*INSTRUCTIONS TO FOLLOW*
From the line with "of the gray" to the end of the data below, restate each line word for word, both ends included, without the pictures.

Stored data entries:
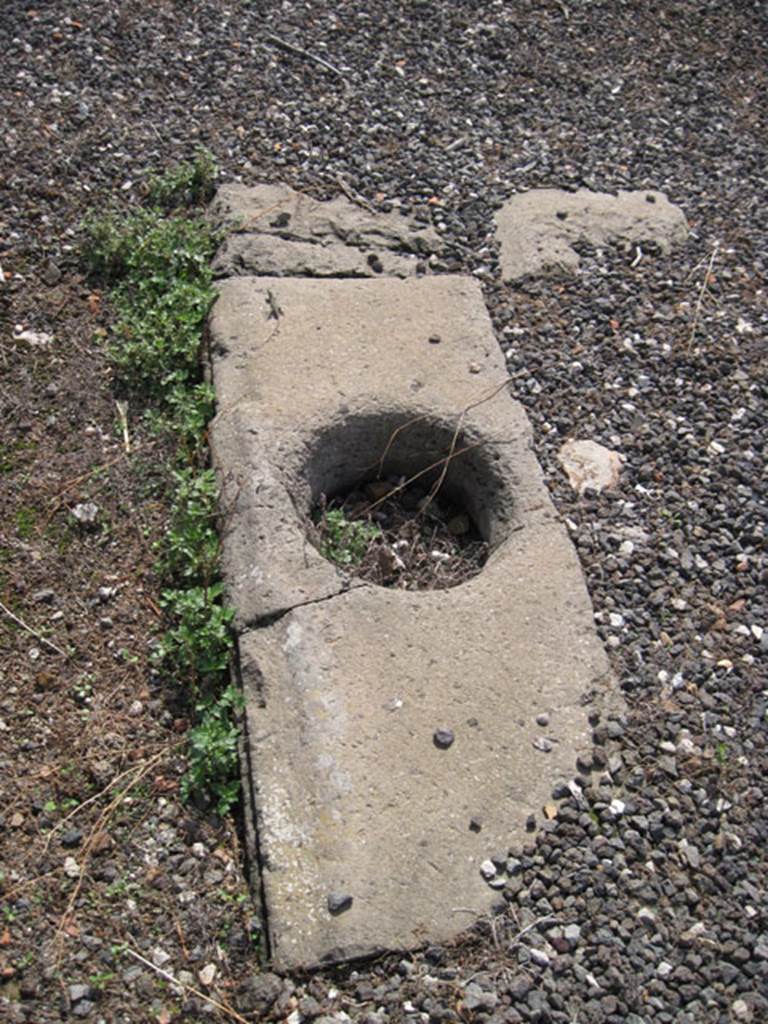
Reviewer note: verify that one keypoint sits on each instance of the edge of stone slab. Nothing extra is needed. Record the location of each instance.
(281, 211)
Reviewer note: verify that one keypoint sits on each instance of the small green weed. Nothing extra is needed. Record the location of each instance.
(213, 751)
(190, 548)
(345, 541)
(197, 648)
(159, 268)
(26, 522)
(185, 184)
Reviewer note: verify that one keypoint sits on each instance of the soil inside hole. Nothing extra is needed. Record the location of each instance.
(399, 536)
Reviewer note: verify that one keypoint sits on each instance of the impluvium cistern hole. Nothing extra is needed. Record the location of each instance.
(402, 503)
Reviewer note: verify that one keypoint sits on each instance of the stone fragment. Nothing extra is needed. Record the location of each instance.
(589, 465)
(339, 902)
(71, 867)
(207, 975)
(487, 869)
(443, 738)
(537, 229)
(86, 513)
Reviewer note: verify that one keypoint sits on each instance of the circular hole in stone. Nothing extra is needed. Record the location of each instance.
(402, 501)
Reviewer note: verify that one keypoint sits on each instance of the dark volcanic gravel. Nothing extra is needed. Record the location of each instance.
(642, 895)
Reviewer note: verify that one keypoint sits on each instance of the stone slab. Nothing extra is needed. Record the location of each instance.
(269, 255)
(320, 384)
(537, 229)
(341, 353)
(280, 211)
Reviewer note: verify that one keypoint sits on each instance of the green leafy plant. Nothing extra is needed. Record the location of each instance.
(212, 753)
(197, 647)
(185, 184)
(345, 541)
(190, 548)
(158, 266)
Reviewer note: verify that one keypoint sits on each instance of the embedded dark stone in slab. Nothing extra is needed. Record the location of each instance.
(368, 828)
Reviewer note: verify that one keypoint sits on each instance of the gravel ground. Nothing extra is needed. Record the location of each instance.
(641, 897)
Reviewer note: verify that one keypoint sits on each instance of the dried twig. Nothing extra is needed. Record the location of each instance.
(300, 51)
(701, 293)
(122, 408)
(97, 796)
(352, 196)
(224, 1008)
(530, 927)
(140, 770)
(35, 633)
(438, 482)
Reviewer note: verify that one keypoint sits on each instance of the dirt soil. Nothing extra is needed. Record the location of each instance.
(120, 902)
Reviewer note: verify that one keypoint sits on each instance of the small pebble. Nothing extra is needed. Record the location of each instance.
(442, 738)
(339, 902)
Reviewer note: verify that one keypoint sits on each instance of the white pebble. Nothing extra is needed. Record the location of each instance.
(72, 868)
(487, 869)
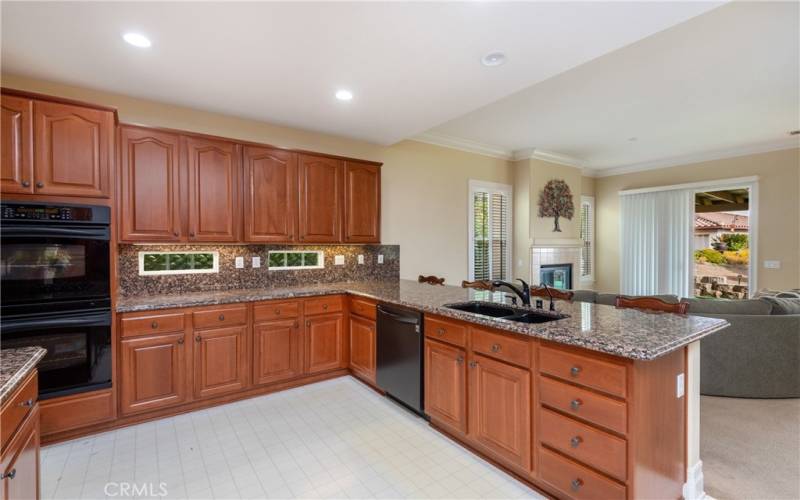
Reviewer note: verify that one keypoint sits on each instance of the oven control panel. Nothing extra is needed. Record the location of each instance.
(41, 212)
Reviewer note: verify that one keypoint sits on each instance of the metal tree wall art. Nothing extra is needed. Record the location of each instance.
(555, 200)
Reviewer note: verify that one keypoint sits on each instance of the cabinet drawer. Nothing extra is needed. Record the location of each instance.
(574, 480)
(322, 305)
(586, 405)
(502, 347)
(583, 442)
(17, 408)
(363, 308)
(152, 323)
(446, 331)
(598, 374)
(268, 311)
(219, 317)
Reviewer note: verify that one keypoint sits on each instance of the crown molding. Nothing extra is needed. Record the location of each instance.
(720, 154)
(464, 145)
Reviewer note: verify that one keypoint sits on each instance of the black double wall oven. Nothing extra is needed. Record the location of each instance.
(55, 277)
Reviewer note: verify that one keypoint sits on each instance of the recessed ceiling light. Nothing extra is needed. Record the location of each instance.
(493, 59)
(137, 40)
(344, 95)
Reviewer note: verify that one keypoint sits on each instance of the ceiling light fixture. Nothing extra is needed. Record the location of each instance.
(344, 95)
(137, 40)
(493, 59)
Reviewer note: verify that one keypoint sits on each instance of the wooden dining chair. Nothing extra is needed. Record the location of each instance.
(650, 304)
(431, 280)
(557, 294)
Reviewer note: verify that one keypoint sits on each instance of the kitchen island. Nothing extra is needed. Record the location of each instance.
(591, 404)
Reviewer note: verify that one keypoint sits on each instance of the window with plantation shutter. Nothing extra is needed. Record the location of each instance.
(490, 231)
(587, 236)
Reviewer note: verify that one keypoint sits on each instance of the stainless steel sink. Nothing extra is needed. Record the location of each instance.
(518, 314)
(483, 309)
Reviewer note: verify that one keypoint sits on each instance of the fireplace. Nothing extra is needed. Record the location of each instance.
(556, 275)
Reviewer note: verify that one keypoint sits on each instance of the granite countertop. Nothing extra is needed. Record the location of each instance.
(15, 365)
(626, 333)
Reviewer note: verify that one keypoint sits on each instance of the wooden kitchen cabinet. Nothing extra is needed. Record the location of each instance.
(362, 210)
(214, 189)
(150, 180)
(277, 351)
(270, 195)
(220, 361)
(321, 199)
(73, 149)
(20, 462)
(500, 409)
(16, 148)
(154, 372)
(446, 385)
(362, 348)
(325, 343)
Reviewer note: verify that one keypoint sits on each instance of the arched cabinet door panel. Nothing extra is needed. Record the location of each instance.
(270, 195)
(73, 150)
(150, 194)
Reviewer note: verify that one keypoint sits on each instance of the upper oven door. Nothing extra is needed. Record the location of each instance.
(53, 263)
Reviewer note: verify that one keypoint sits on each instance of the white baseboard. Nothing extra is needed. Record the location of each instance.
(693, 488)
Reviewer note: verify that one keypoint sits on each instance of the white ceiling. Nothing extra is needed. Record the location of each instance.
(413, 66)
(725, 81)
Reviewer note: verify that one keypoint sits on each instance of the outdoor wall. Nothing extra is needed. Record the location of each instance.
(778, 211)
(424, 187)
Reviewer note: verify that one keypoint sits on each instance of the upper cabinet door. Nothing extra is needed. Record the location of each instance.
(73, 149)
(321, 199)
(270, 195)
(150, 209)
(16, 149)
(362, 188)
(214, 209)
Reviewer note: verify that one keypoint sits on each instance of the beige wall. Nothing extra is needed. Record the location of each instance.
(425, 187)
(778, 211)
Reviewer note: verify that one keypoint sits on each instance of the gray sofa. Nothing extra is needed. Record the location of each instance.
(758, 356)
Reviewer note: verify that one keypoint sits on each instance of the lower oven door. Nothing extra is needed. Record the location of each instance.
(78, 347)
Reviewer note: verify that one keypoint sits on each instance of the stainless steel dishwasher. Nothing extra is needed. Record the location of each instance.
(399, 357)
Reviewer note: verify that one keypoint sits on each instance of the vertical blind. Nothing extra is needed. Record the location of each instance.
(490, 242)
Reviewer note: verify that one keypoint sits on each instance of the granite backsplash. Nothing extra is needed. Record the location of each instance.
(230, 278)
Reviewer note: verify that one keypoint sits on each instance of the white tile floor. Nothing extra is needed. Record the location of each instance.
(334, 439)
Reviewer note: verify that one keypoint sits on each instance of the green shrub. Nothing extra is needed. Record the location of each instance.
(709, 255)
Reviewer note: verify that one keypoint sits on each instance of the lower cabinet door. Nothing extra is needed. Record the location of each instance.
(362, 347)
(220, 361)
(21, 461)
(500, 410)
(277, 350)
(325, 343)
(154, 370)
(446, 385)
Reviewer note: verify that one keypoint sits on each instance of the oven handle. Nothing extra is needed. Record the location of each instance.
(30, 231)
(90, 319)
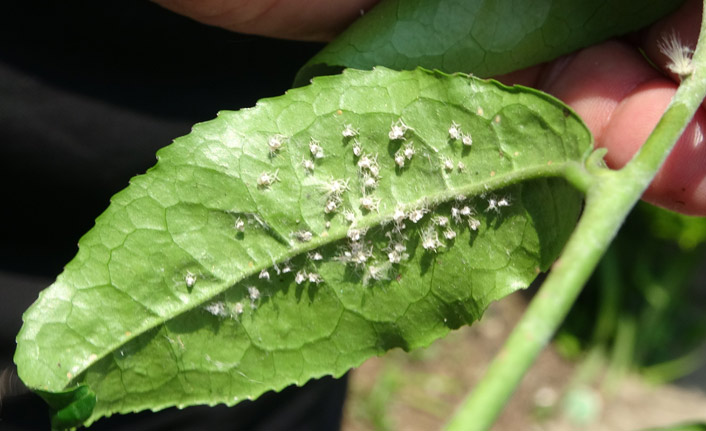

*ANSWER FOR THE TASK*
Reviewer note: verify that one keypoint sits on each instance of the gray sofa. Nothing extra is needed. Record the location of each instance.
(758, 356)
Reviewer note: verify that one keypoint sits on each instance of the lower oven door. Nothing extra is needed. Record the location of each instance.
(78, 347)
Reviewer note: verify that one keypoint sits on each instance of the stainless steel dishwasher. Nothing extra is needed. Record the location of each instance.
(399, 357)
Reviewer note: verify that one keypoint sits on each instance of the vertical blind. Nothing extra is needed. Record the location of each instance.
(490, 242)
Reviewer note: verify that one keypoint sits on each instance of the granite backsplash. Nothing extra is needed. Record the location of each instance.
(230, 278)
Reviewer note: verify that one keypoint sits on each instance of the white tile floor. Nothing extra is needed. Record the location of each instance.
(334, 439)
Reviewer note: verify that one keypoint sits on each instance of the green shrub. Nothing extra is needed. Record the location of each instance.
(709, 255)
Reviewer note: verify that one keypoint sits on each instance of the lower cabinet door. Nothing extra is needed. Record the location of each instance.
(362, 347)
(220, 361)
(21, 461)
(500, 410)
(277, 350)
(325, 343)
(154, 370)
(446, 385)
Reviewer note: verify that one keypoint sits on each instance of the oven handle. Nothing extra is needed. Record the location of each instance.
(30, 231)
(90, 319)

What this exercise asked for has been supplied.